Nunca agradeceré lo suficiente a mi amigo el escritor Ignacio Martínez de Pisón, preceptor infalible en el género corto que tan bien domina, que me hiciera leer hace años el relato de José Emilio Pacheco Las batallas del desierto. Me sirvió de puerta de entrada al universo de este escritor mexicano, agudo, sensible y antipomposo. Por eso he asistido regocijado a sus actos de recogida del Premio Cervantes pese a que televisivamente son una birria. No hay atmósfera, están rodados con frialdad de hospital y el resultado es un clip olvidable, lleno de autoridades bostezantes y de decoración putrefacta.

Por suerte, lo que para otros es circunstancia feliz donde lucir grandilocuencia, falsa humildad y rencores larvados, en Pacheco es incomodidad y destreza para escapar del papelón. Entre las humillaciones que conlleva un premio, actuación de la tuna incluida, quizá la de la turbulencia mediática es la más boba de todas.

Hay que contestar preguntas absolutas, desde la absurda duda de si te hace ilusión recibir el premio, hasta el obtuso interrogante de si te lo esperabas, hasta la tremenda curiosidad sobre en qué vas a gastar el dinero concedido. Pacheco acertó a decir que confiaba en que la ceniza del volcán islandés le hubiera librado de tener que acudir a Alcalá de Henares, reconoció que el dinero le llegaba tarde y que probablemente ahora lo destinaría a pagar facturas de hospitales. Adscribió a los escritores a una orden mendicante, quijotesca, donde la circunstancia les acerca más a la soledad y el olvido que al galardón y la relevancia. Todo eso tras caérsele los pantalones del frac y que la escenografía carca disolviera la potencia de la palabra entre tapices y luz de museo provincial.
+ + + + + + +
**Aplica lo leído:**
(1) Responde con datos del texto sobre Pacheco y el Premio Cervantes:
(a) ¿Qué relato de Pacheco hizo leer Ignacio Martínez de Pisón a quien escribe?
(b) ¿A qué destinaría probablemente Pacheco el dinero del premio?
(c) ¿Qué esperaba Pacheco que le hubiera librado de acudir a Alcalá de Henares?
(2) Prosigue el texto sobre Pacheco y el Premio Cervantes a partir de su última oración.

**Elementos guardados del conjunto de datos:**
+ + + + + + +
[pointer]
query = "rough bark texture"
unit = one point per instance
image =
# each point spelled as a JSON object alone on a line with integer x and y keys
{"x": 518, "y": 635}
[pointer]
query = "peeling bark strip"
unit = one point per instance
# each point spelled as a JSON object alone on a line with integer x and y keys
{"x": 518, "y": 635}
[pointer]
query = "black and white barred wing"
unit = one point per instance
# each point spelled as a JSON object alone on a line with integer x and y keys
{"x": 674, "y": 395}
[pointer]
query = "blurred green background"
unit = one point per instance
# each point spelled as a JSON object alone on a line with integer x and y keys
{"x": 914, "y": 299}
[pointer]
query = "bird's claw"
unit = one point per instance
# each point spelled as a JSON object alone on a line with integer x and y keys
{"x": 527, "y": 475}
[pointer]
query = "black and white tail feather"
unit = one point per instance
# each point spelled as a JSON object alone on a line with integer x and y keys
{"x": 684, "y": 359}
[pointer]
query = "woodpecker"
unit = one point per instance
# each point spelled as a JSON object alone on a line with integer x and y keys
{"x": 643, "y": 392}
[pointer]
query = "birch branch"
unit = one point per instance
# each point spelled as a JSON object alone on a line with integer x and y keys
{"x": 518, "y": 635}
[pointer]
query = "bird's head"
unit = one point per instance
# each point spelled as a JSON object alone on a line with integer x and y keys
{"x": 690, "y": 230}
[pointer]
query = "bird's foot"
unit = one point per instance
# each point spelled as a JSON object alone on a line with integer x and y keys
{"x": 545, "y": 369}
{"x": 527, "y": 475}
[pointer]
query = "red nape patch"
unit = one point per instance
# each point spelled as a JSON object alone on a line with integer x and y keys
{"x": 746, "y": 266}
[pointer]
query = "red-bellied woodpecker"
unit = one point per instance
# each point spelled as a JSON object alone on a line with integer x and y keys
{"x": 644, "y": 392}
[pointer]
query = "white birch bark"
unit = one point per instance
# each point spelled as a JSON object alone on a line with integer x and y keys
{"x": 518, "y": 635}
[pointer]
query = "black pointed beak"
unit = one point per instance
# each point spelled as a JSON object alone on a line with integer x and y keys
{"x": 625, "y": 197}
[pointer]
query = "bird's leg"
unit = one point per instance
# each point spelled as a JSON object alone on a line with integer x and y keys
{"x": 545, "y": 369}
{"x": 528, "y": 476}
+ + + + + + +
**Respuestas:**
(1)
(a) Las batallas del desierto.
(b) A pagar facturas de hospitales.
(c) La ceniza del volcán islandés.

(2)
La generación de Pacheco o Monsiváis, las películas mexicanas de Buñuel, las conversaciones perdidas con Julio Alejandro y otros túneles secretos con aquel país maravilloso, provocan cierta melancolía al fantasear con lo que habría podido ser España de no ser interrumpida por una Guerra Civil al final de los años treinta y el exilio masivo de gente con talento. La voz de Pacheco, pese a imágenes sin fuerza, nos enseña que la inteligencia no está reñida con el humor y la delicadeza, sino que es el fruto maduro de ambas.